TASK PROMPT: Nothing but the line containing "written as (545,174)." and the lines after it in the entries below should appear, each repeated exactly.

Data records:
- Opening Delimiter -
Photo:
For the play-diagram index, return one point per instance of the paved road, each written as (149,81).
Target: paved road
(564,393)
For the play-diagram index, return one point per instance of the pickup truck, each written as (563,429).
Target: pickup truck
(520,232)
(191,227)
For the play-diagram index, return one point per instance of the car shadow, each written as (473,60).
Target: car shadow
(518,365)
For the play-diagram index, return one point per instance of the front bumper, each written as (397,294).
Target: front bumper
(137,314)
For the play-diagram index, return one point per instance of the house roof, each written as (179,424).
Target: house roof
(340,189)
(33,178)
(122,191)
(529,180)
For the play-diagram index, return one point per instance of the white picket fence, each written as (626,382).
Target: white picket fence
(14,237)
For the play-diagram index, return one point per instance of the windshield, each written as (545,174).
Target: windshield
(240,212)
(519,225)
- Closing Delimiter -
SOLVED EXERCISE:
For the play-diagram index, return one point per instance of the windshield, each written as (545,174).
Target: windshield
(240,212)
(519,225)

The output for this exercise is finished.